__Entries taken from a collection__.
########################################

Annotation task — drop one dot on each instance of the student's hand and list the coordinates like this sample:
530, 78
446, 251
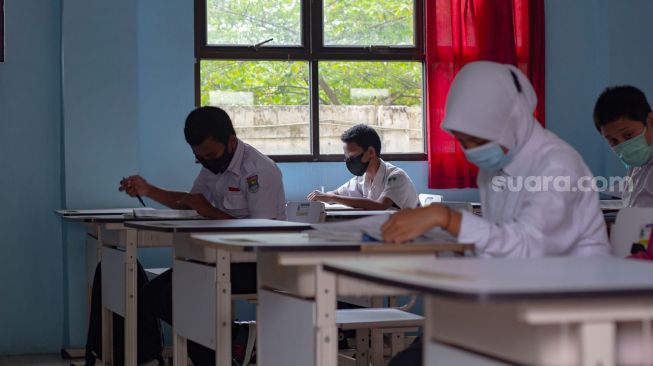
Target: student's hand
197, 202
135, 186
408, 224
319, 196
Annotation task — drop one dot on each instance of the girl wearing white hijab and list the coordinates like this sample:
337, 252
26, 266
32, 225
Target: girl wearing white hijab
490, 111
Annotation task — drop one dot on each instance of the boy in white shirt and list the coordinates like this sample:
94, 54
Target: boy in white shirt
623, 117
376, 185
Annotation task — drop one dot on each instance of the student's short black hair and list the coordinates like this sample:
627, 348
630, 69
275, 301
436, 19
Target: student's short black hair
620, 102
205, 122
363, 136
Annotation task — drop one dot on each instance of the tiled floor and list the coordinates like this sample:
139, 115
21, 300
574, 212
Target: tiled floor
33, 360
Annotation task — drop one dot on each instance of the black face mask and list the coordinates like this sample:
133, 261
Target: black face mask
356, 166
219, 165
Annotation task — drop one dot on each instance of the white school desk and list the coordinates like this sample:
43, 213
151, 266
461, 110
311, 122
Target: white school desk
296, 321
193, 268
110, 240
549, 311
341, 215
90, 218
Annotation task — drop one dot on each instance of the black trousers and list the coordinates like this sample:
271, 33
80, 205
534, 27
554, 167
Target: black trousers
411, 356
154, 304
150, 341
157, 299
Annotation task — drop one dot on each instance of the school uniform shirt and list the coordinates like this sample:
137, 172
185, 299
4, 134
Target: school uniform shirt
487, 103
642, 186
390, 181
251, 187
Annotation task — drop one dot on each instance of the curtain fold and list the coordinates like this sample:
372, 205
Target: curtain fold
462, 31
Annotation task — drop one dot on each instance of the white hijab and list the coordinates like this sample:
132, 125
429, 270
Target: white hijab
484, 101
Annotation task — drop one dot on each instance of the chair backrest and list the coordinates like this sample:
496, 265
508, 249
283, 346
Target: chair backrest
426, 199
460, 206
625, 231
305, 212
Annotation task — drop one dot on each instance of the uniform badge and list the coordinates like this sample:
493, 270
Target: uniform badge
252, 183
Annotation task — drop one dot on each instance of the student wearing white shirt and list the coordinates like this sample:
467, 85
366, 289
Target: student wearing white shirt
376, 185
623, 117
490, 111
236, 181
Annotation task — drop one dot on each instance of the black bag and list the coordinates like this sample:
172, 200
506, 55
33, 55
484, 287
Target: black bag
150, 338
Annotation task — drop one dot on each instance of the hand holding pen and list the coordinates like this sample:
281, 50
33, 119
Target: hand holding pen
135, 186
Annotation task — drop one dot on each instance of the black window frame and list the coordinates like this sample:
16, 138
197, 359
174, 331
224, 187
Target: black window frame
313, 51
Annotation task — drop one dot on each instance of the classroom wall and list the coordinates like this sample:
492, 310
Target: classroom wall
592, 44
31, 265
127, 86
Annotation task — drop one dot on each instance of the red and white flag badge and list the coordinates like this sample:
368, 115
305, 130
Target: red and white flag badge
252, 183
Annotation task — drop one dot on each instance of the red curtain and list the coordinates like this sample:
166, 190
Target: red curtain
462, 31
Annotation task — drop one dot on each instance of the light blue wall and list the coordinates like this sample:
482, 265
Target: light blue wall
127, 86
31, 274
100, 103
592, 44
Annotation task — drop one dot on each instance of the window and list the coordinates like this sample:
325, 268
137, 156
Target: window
294, 74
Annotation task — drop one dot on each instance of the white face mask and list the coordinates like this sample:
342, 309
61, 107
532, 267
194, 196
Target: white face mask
488, 157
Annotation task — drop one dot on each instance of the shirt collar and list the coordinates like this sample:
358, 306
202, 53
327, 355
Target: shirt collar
379, 173
237, 160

########################################

__EXERCISE REQUIREMENTS__. Print the whole listing above once more, word for word, without its pictures.

__COMPLETE ANSWER__.
Annotation task — drop one dot on each instance of the student's hand and list the coordinates like this sample:
530, 78
446, 251
Target: student's hand
197, 202
135, 186
408, 224
319, 196
Annotation task — drop one dot on each instance of the girl wearing white hijab and list the coordinates like this sample:
337, 252
26, 266
32, 225
Target: girl wearing white hijab
490, 111
Annotation task — drop one dot on each instance of the boy in white shirt and list the coordinates like this sample:
94, 54
Target: boy in white shirt
623, 117
376, 185
Annotation task — drop one dot on each instance of the student's short black hair and list the coordinates like this sample:
627, 348
630, 69
275, 301
436, 19
Target: student's short black hair
620, 102
205, 122
363, 136
Annotation task — drop one dot on each instance of the tiled floor and list the coordinates like this sample:
139, 115
21, 300
574, 212
Target: tiled floor
33, 360
Annotation task — drop one dot on each instance of the black face mask and list the coordinates like this sample:
133, 261
Target: black face mask
356, 166
219, 165
Annotation task — drop one dot on each instance of the white school desk and list the coordinates like this sample:
43, 213
151, 266
461, 110
311, 122
Target: white school desk
296, 321
193, 268
110, 240
549, 311
341, 215
90, 218
Annotation task — drop one dot on each instance of the black trousers and list the coordinates like this sample:
271, 33
80, 205
534, 27
554, 167
Target: black trousers
411, 356
154, 304
150, 341
157, 299
Annotation task — drop one dot on each instance of the school uniform shirt and list the coordinates like this sample:
137, 172
185, 299
4, 134
Target: school uniform shirt
487, 103
642, 186
390, 181
251, 187
Annotation task — drop one dot on each instance of the curtain fold and list the coordinates like this sample:
372, 205
Target: curtain fold
462, 31
Annotation task — drop one dot on each instance of the white hijab and list the coordinates like this sample:
132, 125
429, 270
Target: white hijab
484, 101
Annotation task — drop one dot on each instance of the chair backrest and list the coordinates like this sample:
496, 265
508, 249
283, 346
Target: chair backrest
426, 199
460, 206
625, 231
305, 212
Annotation task — drop one dot on each instance of the uniform badge and list the coordinates like this sample:
493, 270
Target: uniform badge
252, 183
Annotation task — drop one dot on each instance of the student wearing white shirt and list the coordinates like this sample:
467, 85
366, 289
Target: student wearing white shirt
376, 185
623, 117
490, 111
236, 181
Annotation task — drop one dot on each instance of the black bag and list the coordinates like this sample:
172, 200
506, 55
33, 55
484, 287
Target: black bag
150, 338
Annotation task — drop one dot on each instance of the hand holding pen and list the coordinates like this sample:
281, 50
33, 119
Target: hand holding pen
135, 186
Annotation task — drop one dot on each instance of the black window frame and list the coordinates like this sample:
16, 138
197, 359
174, 331
224, 187
Target: black window frame
313, 51
Annotation task — drop one dot on each instance of the classroom wall and list the coordinates like this sample:
492, 310
Target: classroom wall
592, 44
31, 265
127, 86
Annotation task — drop one dot on each instance of the red and white flag badge and list the coordinates like this sample:
368, 115
305, 130
Target: red and white flag badge
252, 183
Annotation task — drop one dot on each instance of the red curtain and list the coordinates like this sample:
166, 190
Target: red curtain
462, 31
Annotation task — drop one dot on each instance of the light blue wall and list the coordinates like this sample:
482, 265
Target: light blue wall
127, 86
31, 274
100, 103
592, 44
Annotation task — drop one dot on each instance of the window and list the coordinates like this sample:
325, 268
137, 156
Target: window
294, 74
Annotation task — drop one dot on each instance of the white face mask and list the coordinates like this sample:
342, 309
61, 107
532, 267
194, 196
Target: white face mask
488, 157
Annotation task — drop one dot on each instance of the shirt collar and list the coordinates like this sample:
358, 306
202, 53
327, 355
Target: shirt collar
379, 173
237, 160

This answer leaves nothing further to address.